- SOURCE PASSAGE

Out the gate, the cast alone for His Three Daughters demands notice: Carrie Coon, who deserved — but did not receive — an Oscar nomination for her performance as the combative twin sister of Gone Girl; Elizabeth Olsen, who has been awing critics since long before WandaVision with her turns in indie dramas like the cult-focused Martha Marcy May Marlene; and Natasha Lyonne, ’90s cool girl icon turned Emmy-nominated Orange Is the New Black star turned rumply but riveting detective in Poker Face.
Each not only boasts a heady screen presence, making their heroines instantly feel like the kind of women who know how to handle themselves, but also possesses a dynamic range that intrigues immediately. Where might their latest role fall on the scale of damage and determination? (Their best characters offer plenty of both.)
Such powerhouse talent packed into one movie is enough to satisfy on performance alone, especially when these compelling actors are pitted against one another in His Three Daughters, a ruthless, humane, and darkly funny story of grief and letting go. And yet this family drama, sharply written and directed by Azazel Jacobs (French Exit), cuts even deeper with clever crafting.
What’s His Three Daughters about?
In a lived-in but tidy two-bedroom apartment in Lower Manhattan, three estranged sisters are reluctantly reunited as their terminally ill father ebbs into his final days, which involve in-home hospice care. These sisters couldn’t be more different, both in attitude and in how they’re handling the impending death of the dad they shared in the apartment each has called home. (Sam Levy’s cinematography often keeps the walls and narrow doorways in frame, constantly reminding us just how close — and almost suffocating — these quarters are.)
Coon kicks things off as Katie, a ruthlessly rational Brooklyn mom who begins the film with a breathless yet steady monologue explaining how the sisters must wall back their emotions and grievances to focus on the task at hand: giving their dad the most peaceful end possible. “Things from the past don’t matter,” she says firmly. “Not right now.”

- DATASET ROWS

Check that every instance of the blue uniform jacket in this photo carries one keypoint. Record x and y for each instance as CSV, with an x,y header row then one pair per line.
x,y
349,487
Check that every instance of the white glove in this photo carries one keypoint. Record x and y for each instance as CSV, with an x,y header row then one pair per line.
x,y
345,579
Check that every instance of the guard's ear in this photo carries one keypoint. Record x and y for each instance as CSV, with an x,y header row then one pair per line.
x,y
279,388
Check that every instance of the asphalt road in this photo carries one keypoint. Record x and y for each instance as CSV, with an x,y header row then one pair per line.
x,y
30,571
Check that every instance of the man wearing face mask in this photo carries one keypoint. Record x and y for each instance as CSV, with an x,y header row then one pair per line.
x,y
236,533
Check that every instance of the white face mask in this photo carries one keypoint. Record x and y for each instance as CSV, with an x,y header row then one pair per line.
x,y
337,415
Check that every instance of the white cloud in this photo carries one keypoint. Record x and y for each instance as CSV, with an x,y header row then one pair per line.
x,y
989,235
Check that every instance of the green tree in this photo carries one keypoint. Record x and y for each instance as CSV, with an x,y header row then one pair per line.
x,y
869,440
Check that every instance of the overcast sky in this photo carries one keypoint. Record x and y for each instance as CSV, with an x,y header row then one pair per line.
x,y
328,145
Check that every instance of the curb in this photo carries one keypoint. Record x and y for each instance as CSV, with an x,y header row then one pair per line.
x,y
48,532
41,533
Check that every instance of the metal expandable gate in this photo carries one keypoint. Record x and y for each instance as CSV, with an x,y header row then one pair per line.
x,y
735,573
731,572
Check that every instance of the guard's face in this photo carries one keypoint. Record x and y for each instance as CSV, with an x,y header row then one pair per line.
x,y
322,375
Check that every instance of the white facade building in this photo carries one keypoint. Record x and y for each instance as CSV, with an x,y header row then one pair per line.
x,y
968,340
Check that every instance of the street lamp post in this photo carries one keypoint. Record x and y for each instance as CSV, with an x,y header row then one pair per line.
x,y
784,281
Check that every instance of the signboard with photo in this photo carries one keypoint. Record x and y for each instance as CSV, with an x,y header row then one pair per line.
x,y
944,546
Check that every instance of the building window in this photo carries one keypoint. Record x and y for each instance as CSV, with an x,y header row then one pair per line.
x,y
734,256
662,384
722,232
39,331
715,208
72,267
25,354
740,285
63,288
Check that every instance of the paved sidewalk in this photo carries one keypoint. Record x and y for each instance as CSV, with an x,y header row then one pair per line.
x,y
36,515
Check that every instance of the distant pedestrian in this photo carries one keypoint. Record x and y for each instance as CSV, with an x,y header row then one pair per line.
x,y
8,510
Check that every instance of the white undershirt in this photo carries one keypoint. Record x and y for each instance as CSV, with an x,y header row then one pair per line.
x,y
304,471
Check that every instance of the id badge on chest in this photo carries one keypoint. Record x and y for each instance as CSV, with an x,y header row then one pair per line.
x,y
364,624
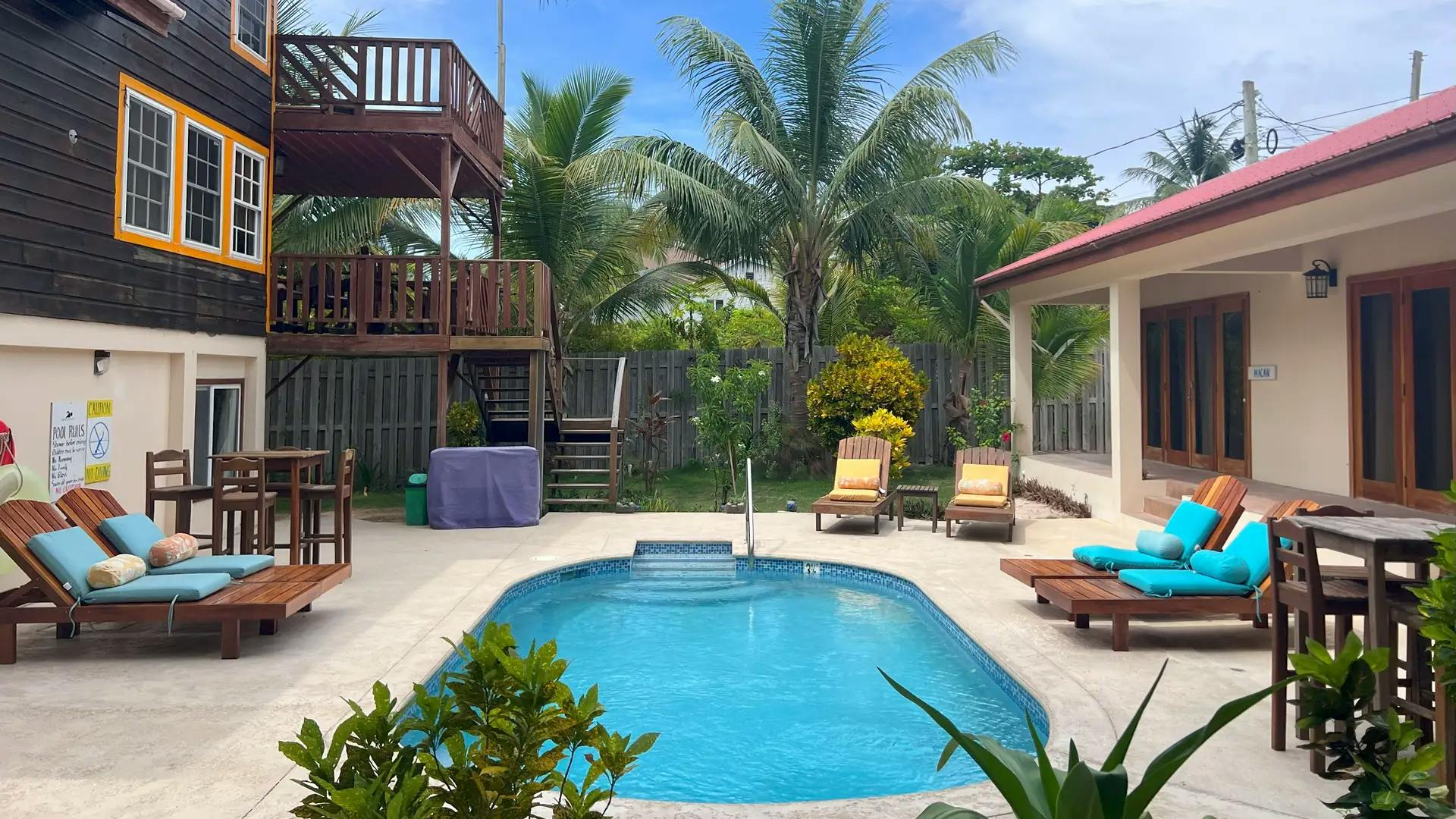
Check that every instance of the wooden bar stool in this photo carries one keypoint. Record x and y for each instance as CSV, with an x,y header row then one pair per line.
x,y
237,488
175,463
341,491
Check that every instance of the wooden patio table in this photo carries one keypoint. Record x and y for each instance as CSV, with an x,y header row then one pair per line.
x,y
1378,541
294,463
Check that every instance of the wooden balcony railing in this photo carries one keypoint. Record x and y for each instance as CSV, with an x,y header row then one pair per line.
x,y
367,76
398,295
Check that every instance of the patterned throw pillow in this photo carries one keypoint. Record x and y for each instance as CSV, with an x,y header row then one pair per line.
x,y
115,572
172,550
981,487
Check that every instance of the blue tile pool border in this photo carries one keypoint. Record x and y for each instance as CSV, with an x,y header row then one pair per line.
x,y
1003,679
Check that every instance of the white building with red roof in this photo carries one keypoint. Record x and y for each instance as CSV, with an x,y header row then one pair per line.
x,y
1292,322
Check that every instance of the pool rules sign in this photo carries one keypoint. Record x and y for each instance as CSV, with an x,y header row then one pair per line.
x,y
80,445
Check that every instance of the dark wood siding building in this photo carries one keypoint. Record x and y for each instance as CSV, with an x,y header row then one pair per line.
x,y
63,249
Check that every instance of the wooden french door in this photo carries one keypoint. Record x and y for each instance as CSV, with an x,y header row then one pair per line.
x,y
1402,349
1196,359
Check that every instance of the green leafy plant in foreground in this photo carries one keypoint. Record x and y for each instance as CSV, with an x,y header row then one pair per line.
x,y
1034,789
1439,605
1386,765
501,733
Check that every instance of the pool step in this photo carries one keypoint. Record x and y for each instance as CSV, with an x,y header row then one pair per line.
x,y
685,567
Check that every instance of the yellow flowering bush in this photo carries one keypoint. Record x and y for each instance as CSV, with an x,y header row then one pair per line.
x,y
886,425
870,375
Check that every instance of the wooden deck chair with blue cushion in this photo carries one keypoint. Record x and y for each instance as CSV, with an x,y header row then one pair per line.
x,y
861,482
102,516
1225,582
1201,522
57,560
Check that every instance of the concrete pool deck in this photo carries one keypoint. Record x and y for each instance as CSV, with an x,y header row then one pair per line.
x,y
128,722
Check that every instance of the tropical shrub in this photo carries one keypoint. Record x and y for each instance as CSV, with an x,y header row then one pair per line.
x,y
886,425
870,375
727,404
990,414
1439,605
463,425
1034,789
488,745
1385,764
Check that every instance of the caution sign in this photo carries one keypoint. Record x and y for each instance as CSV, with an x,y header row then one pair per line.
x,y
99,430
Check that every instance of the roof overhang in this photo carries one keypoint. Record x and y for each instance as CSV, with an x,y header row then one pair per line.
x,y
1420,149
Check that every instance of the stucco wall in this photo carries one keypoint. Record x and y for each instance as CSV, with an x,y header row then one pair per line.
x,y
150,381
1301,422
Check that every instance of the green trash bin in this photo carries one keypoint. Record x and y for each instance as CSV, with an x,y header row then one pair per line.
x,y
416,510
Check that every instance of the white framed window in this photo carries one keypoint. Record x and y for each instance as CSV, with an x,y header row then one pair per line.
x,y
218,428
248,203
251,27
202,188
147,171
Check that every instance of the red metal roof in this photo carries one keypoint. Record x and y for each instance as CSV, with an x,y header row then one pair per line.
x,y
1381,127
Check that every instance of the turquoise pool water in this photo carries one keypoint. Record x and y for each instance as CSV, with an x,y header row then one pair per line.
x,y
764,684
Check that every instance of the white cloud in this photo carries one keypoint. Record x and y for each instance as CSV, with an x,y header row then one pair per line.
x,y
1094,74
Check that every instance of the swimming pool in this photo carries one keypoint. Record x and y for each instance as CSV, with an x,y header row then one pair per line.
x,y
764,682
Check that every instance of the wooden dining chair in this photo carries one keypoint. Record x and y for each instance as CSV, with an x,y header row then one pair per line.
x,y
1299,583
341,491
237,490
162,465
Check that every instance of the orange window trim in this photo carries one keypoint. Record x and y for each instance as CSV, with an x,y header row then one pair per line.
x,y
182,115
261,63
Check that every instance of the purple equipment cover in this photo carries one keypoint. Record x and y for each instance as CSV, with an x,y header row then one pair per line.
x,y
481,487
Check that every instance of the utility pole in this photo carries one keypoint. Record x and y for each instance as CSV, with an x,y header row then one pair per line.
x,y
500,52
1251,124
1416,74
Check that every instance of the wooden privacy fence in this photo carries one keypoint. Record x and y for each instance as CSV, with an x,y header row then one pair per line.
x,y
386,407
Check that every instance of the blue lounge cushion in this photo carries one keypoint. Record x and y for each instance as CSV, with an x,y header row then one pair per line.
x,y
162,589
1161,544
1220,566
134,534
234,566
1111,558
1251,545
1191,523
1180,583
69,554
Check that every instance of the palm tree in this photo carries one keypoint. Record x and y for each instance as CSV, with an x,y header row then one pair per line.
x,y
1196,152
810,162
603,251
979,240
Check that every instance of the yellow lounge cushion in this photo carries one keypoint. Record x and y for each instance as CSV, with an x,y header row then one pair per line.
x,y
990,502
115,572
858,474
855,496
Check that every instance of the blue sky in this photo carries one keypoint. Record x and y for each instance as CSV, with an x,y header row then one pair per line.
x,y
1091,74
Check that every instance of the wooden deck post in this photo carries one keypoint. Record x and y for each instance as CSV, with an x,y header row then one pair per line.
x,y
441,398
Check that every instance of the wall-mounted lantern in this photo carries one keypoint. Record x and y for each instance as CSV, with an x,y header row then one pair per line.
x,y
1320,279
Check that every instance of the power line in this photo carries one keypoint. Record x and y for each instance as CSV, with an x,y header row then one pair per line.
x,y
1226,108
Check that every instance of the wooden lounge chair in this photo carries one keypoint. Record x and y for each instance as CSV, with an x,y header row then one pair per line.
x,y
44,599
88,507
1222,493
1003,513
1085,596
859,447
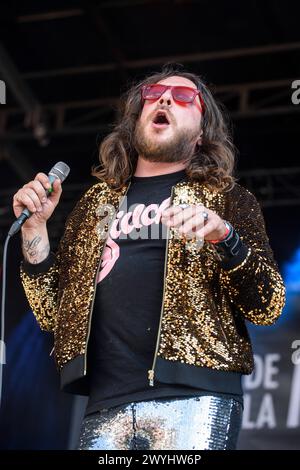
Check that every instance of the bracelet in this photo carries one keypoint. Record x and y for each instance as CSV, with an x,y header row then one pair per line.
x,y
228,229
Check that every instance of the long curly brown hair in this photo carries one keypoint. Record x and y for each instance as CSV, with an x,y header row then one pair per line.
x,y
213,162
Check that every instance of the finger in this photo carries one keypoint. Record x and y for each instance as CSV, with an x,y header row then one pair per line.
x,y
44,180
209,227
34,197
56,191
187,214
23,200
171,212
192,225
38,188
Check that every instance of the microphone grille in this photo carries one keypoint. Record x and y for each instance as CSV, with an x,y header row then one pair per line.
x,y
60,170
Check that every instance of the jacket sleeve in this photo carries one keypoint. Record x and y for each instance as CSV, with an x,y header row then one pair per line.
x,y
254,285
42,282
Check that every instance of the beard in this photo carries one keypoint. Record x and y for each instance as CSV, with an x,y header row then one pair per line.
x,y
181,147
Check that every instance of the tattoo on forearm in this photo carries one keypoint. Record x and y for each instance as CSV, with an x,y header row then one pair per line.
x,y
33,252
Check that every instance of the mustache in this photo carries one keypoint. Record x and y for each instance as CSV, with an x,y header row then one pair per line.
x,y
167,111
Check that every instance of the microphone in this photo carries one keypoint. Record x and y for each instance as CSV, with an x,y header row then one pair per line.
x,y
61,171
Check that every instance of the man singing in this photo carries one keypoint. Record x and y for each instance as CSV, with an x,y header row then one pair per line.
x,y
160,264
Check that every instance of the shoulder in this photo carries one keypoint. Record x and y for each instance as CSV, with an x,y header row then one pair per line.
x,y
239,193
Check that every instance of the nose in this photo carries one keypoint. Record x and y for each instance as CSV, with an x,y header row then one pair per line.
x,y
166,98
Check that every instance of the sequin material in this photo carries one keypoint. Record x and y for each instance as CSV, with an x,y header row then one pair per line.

- WHAT THIS EXERCISE ASKS
(1) Answer these from the review:
(a) Who wrote and directed His Three Daughters?
(b) In what part of New York is the sisters' apartment?
(c) What is the name of the sister Carrie Coon plays?
(2) Name every film or TV series the review mentions other than His Three Daughters.
(3) Write out word for word everything in the review from "Each not only" down to "Three Daughters about?".
The items play no part in what follows and can be left aside.

- ANSWERS TO THE PROBLEMS
(1)
(a) Azazel Jacobs
(b) Lower Manhattan
(c) Katie

(2)
Gone Girl
WandaVision
Martha Marcy May Marlene
Orange Is the New Black
Poker Face
French Exit

(3)
Each not only boasts a heady screen presence, making their heroines instantly feel like the kind of women who know how to handle themselves, but also possesses a dynamic range that intrigues immediately. Where might their latest role fall on the scale of damage and determination? (Their best characters offer plenty of both.)
Such powerhouse talent packed into one movie is enough to satisfy on performance alone, especially when these compelling actors are pitted against one another in His Three Daughters, a ruthless, humane, and darkly funny story of grief and letting go. And yet this family drama, sharply written and directed by Azazel Jacobs (French Exit), cuts even deeper with clever crafting.
What’s His Three Daughters about?